- [Stated task]: Count the lines in the records below that contain the word "panel" and give only that number.

- [Data shown]:
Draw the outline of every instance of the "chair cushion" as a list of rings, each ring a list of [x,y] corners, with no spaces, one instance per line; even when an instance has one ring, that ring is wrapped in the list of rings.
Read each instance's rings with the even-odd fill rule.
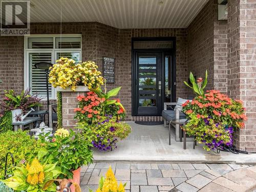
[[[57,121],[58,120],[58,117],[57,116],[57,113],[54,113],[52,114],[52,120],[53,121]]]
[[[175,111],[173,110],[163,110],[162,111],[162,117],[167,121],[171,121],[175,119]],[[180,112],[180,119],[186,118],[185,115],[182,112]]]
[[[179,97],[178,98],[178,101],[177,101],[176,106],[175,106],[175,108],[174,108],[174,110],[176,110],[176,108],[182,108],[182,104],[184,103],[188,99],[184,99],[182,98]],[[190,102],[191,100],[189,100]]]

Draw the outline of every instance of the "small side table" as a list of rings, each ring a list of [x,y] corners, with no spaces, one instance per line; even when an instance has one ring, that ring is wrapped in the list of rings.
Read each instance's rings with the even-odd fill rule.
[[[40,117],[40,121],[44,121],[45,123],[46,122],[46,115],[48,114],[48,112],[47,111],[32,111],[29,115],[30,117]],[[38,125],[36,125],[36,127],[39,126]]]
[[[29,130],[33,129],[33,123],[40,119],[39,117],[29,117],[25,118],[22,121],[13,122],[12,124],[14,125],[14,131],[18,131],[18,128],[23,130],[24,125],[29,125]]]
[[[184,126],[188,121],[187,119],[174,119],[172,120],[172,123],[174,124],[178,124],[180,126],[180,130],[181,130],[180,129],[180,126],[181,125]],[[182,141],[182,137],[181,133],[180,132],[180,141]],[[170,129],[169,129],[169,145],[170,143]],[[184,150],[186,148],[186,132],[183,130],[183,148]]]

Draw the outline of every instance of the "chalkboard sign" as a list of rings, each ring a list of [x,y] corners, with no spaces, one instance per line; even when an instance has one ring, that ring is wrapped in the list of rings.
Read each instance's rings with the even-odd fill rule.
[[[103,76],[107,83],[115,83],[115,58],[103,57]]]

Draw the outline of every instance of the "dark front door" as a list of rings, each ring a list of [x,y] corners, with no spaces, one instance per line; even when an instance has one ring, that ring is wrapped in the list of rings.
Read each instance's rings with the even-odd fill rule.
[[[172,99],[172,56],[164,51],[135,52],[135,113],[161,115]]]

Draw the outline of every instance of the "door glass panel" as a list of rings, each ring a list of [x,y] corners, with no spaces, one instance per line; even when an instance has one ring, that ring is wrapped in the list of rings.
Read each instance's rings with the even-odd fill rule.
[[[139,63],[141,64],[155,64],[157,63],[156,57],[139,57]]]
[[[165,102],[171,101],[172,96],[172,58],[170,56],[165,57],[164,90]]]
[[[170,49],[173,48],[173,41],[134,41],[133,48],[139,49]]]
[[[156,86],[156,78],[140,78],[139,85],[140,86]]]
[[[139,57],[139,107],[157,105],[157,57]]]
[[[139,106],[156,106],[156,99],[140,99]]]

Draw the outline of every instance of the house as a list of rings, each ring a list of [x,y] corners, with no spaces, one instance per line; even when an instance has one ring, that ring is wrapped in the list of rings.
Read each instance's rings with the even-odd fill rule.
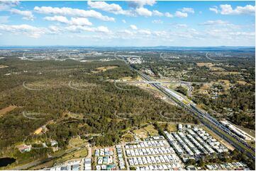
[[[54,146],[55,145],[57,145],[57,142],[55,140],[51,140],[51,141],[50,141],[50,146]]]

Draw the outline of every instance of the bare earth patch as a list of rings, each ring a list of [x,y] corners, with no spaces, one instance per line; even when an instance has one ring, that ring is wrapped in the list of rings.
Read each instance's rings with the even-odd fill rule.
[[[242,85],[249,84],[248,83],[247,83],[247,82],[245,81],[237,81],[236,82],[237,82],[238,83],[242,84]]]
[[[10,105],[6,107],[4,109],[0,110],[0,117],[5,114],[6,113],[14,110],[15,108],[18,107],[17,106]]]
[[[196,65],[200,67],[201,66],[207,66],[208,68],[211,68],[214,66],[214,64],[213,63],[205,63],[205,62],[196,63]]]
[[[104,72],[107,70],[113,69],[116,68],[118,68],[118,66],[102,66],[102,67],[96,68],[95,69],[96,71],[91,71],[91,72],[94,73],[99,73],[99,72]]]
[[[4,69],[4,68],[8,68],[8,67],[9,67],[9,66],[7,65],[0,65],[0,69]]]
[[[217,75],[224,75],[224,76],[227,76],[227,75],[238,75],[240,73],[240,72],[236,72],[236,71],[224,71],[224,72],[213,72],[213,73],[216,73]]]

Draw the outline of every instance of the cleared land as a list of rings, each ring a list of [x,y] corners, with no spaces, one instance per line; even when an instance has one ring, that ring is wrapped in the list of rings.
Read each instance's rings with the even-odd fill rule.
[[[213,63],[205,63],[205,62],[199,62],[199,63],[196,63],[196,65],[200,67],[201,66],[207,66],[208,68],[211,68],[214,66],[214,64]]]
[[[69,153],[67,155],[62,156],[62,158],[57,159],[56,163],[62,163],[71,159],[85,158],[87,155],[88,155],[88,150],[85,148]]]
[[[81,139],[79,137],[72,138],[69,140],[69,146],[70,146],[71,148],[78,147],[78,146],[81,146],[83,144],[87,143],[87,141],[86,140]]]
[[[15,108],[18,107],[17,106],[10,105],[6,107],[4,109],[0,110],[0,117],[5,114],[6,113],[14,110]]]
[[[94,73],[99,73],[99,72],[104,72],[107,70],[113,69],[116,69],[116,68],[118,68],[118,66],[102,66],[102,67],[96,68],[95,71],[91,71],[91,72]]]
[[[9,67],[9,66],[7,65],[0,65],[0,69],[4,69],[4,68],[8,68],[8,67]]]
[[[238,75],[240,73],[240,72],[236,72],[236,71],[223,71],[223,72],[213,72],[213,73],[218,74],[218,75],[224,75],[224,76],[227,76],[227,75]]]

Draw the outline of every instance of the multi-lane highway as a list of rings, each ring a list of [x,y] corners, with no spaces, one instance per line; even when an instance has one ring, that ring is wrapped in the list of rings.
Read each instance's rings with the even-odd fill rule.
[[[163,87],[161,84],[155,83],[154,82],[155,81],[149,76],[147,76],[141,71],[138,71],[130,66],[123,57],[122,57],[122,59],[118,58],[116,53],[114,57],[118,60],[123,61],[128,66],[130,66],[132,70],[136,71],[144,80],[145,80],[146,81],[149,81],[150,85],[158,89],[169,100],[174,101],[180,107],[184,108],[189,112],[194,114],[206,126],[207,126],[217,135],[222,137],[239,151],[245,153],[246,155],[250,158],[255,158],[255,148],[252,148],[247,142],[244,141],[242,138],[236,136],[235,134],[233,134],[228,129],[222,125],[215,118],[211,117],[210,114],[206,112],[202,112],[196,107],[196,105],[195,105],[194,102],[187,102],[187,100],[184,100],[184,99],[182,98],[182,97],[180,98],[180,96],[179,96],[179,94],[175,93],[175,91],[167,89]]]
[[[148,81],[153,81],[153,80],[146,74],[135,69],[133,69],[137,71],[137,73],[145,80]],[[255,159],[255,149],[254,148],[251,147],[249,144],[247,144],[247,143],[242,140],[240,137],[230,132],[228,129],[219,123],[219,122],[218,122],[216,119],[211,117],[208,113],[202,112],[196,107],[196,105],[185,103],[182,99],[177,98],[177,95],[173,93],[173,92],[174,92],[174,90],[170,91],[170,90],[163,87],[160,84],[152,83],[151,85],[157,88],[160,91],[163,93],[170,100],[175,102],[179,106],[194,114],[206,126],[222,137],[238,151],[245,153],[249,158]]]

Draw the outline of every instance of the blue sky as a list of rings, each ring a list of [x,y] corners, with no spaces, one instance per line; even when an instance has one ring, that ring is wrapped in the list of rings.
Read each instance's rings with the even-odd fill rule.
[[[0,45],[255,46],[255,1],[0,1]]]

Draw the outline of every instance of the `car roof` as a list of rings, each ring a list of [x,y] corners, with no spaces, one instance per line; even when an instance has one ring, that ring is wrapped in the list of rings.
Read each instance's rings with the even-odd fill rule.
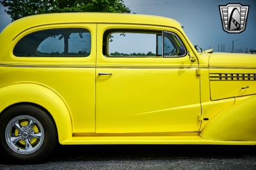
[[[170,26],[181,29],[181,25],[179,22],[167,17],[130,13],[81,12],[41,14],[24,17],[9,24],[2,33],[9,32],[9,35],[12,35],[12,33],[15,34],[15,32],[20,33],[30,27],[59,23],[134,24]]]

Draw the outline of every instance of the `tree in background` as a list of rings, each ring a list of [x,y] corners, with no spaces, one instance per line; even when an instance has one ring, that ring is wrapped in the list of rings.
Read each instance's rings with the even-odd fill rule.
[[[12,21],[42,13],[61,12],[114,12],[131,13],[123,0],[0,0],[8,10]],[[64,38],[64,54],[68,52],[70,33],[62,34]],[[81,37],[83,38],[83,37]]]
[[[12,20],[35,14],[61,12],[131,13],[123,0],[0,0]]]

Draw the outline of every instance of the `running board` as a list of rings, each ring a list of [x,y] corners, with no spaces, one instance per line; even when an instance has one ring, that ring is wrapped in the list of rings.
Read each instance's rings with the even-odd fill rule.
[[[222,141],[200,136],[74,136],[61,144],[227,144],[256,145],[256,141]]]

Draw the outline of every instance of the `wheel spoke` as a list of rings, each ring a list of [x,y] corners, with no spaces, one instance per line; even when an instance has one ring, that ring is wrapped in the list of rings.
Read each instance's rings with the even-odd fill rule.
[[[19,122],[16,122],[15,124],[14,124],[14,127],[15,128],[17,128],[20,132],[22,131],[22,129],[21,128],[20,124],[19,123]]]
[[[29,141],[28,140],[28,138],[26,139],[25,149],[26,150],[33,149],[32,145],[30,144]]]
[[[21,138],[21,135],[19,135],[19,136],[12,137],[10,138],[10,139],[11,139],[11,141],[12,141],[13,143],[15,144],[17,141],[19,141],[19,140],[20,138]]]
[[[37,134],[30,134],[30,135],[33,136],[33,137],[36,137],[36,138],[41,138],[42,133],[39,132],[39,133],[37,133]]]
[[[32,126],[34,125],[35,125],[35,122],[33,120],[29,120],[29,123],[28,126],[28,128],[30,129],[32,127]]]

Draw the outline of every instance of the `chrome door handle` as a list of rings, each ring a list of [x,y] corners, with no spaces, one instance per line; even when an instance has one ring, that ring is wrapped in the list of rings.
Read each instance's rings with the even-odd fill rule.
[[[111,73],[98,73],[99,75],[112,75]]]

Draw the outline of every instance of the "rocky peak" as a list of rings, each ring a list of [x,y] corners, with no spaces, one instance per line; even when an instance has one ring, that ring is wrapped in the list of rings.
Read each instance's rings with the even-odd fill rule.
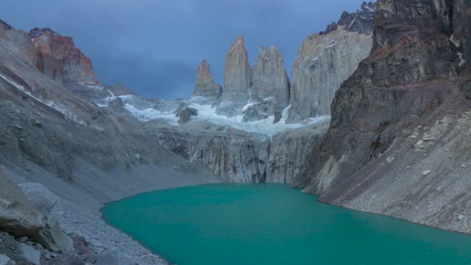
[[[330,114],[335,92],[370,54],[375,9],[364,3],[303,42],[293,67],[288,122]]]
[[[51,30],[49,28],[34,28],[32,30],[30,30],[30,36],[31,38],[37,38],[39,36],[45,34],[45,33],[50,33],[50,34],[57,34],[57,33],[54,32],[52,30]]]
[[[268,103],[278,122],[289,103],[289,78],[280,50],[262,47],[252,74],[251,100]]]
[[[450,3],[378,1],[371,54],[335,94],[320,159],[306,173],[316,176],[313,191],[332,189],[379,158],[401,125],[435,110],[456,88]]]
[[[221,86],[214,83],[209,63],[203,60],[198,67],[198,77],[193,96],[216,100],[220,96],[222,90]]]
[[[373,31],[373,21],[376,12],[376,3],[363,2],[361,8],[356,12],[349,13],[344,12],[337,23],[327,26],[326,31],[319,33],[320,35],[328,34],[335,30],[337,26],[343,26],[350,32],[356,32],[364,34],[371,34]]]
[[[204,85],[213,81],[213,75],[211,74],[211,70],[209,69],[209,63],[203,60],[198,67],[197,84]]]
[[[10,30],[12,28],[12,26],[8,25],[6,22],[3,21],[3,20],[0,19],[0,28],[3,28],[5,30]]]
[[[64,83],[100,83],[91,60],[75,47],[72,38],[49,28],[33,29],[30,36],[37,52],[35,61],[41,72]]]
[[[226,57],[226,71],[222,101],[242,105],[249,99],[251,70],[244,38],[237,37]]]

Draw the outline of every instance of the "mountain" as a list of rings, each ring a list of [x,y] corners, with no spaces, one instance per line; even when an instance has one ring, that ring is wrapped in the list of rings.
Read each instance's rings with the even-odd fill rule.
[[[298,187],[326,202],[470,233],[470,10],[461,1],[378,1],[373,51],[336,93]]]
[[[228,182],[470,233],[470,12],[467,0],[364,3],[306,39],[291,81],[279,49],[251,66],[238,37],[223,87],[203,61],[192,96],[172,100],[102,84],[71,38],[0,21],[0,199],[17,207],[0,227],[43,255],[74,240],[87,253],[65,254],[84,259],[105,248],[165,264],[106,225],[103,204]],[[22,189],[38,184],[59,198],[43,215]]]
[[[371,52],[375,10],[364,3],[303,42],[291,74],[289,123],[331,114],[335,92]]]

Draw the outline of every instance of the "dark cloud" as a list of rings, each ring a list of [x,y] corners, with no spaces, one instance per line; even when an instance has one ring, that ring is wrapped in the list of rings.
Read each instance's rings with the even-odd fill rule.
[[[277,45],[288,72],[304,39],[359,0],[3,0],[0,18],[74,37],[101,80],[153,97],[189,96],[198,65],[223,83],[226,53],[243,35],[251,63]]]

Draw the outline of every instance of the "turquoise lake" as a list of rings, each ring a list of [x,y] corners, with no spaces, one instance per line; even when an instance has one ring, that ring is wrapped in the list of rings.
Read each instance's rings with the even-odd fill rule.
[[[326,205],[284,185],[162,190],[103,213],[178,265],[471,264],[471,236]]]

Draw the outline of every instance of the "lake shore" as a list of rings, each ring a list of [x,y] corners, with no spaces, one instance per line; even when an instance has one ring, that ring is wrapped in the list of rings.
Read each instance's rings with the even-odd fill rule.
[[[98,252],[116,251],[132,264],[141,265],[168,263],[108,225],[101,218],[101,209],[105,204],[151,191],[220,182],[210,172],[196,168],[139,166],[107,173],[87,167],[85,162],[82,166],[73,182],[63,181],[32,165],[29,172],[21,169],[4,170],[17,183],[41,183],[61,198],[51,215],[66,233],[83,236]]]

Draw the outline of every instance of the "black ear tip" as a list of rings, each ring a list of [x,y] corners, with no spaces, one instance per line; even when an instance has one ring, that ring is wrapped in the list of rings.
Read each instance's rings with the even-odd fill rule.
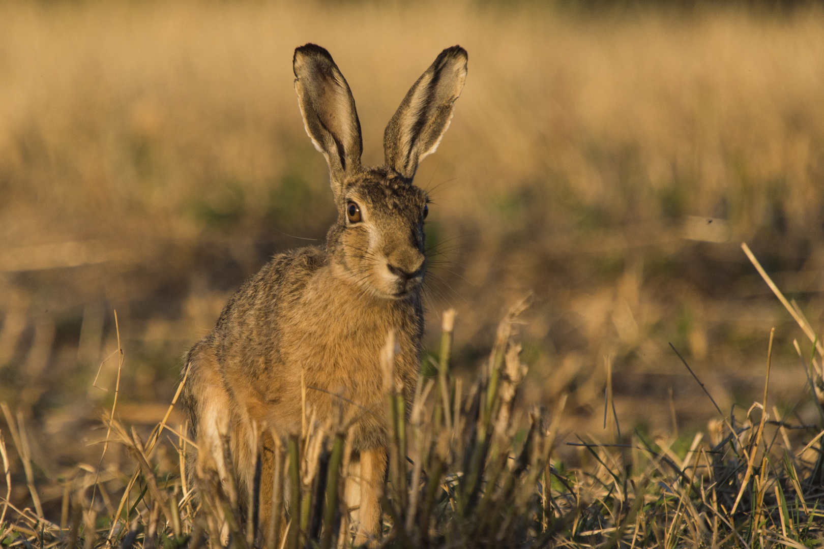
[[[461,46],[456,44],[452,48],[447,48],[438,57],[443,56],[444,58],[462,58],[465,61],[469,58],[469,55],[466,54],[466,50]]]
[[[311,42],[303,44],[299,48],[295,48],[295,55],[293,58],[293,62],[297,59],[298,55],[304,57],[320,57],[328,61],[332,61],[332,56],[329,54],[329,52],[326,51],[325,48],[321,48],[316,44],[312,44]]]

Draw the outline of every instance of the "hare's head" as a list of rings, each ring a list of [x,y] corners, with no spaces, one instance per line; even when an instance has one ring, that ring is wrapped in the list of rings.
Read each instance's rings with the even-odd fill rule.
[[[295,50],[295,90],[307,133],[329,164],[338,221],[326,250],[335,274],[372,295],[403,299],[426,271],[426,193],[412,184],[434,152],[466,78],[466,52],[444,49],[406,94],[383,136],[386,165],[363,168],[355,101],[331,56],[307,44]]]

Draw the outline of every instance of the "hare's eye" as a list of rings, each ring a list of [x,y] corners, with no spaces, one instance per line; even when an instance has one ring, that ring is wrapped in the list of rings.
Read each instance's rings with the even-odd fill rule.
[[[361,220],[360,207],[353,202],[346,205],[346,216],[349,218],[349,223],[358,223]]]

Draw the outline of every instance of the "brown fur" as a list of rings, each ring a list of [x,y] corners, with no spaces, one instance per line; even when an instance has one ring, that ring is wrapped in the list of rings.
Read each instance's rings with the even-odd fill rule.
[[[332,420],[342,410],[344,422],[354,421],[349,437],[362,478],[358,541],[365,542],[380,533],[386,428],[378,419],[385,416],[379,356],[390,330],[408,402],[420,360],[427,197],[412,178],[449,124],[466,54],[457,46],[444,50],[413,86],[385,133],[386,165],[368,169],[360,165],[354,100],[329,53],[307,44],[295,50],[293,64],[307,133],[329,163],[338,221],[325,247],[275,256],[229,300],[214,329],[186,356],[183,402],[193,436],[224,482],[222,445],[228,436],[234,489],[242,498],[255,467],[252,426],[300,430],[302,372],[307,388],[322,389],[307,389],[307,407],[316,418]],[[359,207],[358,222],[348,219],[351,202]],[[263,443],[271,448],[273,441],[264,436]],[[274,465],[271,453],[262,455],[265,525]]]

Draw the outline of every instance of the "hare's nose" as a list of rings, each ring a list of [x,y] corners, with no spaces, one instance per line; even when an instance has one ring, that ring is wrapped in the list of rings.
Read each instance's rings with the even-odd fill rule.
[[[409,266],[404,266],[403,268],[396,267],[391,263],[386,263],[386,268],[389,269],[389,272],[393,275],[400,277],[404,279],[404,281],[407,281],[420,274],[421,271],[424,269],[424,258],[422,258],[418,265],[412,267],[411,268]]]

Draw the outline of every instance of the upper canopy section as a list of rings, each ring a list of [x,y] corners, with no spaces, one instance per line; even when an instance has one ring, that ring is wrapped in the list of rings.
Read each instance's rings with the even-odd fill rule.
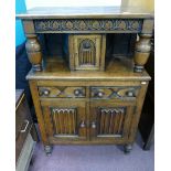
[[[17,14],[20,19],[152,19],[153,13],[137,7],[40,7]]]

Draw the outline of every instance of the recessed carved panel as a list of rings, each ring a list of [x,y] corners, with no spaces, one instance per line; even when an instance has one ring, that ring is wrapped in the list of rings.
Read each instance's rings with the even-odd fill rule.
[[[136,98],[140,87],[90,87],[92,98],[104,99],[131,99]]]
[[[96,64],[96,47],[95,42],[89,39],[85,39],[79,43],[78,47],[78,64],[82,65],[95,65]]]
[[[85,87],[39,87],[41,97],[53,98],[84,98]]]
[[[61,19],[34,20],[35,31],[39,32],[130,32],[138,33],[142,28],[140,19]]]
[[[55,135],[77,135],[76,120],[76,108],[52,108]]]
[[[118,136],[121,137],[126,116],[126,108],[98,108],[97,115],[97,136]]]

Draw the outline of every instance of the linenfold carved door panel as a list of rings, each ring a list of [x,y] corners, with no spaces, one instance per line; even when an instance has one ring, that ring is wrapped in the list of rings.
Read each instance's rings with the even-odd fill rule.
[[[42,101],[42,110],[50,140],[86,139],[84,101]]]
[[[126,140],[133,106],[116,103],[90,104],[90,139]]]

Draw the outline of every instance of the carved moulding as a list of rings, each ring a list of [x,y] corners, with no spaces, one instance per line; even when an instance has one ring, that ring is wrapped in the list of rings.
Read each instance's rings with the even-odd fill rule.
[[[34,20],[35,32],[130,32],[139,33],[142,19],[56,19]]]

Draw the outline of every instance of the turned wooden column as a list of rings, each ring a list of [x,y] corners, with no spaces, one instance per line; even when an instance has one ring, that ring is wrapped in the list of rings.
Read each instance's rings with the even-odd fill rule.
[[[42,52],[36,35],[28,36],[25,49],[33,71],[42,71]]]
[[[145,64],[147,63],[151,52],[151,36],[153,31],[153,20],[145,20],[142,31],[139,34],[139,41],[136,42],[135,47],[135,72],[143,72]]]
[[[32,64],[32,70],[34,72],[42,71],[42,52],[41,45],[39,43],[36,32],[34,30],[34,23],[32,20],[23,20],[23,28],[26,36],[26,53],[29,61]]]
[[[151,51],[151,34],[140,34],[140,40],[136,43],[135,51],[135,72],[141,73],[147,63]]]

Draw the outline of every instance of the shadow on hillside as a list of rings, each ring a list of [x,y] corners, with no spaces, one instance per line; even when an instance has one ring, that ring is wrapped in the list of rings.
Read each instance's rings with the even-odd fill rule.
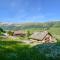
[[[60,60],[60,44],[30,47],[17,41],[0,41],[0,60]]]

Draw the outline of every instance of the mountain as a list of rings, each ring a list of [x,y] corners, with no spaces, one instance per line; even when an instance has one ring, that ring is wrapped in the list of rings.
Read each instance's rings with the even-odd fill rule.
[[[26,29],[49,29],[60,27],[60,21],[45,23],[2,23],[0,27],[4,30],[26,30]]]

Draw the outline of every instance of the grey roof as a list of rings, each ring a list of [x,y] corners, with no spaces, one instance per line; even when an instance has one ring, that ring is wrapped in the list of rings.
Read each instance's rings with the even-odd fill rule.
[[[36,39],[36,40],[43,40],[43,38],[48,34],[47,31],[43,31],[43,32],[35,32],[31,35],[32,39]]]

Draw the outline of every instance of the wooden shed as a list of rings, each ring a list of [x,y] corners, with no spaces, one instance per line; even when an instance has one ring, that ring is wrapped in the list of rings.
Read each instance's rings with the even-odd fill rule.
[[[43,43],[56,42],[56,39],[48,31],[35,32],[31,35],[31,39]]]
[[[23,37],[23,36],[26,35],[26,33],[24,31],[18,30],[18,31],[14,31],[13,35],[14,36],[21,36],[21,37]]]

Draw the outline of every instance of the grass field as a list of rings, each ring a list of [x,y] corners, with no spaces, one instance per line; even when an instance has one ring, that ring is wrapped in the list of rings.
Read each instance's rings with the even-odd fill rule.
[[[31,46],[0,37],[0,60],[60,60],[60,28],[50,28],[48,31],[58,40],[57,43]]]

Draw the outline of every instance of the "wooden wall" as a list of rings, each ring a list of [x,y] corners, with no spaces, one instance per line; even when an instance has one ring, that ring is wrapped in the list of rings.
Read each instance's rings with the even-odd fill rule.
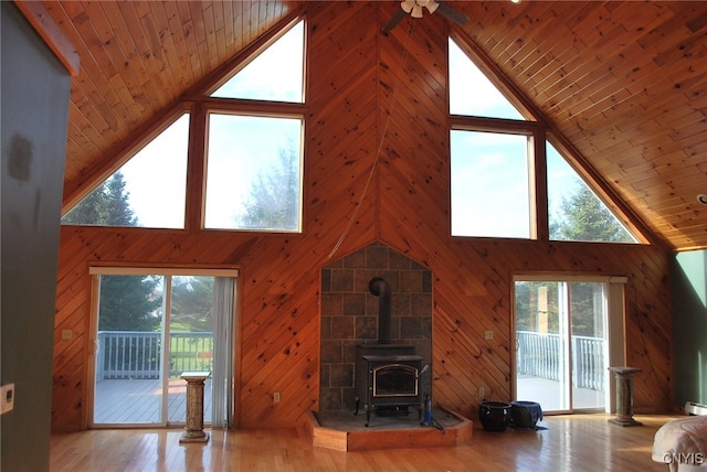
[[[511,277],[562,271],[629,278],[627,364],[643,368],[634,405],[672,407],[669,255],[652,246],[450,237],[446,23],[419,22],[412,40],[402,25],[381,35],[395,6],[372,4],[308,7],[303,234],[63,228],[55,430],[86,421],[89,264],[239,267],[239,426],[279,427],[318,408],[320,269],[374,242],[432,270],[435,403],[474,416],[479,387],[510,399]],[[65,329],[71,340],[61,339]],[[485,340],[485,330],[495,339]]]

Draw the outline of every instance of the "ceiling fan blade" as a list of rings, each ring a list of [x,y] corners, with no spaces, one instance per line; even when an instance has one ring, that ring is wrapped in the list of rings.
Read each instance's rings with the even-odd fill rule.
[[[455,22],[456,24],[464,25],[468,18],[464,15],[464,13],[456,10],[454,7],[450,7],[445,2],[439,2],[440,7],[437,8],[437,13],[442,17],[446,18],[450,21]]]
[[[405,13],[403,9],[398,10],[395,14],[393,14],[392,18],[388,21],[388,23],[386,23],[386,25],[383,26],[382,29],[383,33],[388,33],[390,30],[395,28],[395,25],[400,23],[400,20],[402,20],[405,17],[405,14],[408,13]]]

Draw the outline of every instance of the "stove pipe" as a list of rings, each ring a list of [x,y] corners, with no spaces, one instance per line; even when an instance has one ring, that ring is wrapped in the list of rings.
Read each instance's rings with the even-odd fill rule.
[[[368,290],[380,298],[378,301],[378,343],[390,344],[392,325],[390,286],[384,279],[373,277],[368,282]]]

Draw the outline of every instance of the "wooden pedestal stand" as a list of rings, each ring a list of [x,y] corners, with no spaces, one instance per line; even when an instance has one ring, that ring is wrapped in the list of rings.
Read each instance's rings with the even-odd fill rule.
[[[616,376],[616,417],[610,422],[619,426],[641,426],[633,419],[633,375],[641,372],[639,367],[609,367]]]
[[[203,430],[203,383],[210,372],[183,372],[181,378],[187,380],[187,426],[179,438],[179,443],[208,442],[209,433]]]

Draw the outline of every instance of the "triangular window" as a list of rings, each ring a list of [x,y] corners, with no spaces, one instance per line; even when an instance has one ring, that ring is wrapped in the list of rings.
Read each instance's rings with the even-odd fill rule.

- [Output]: 3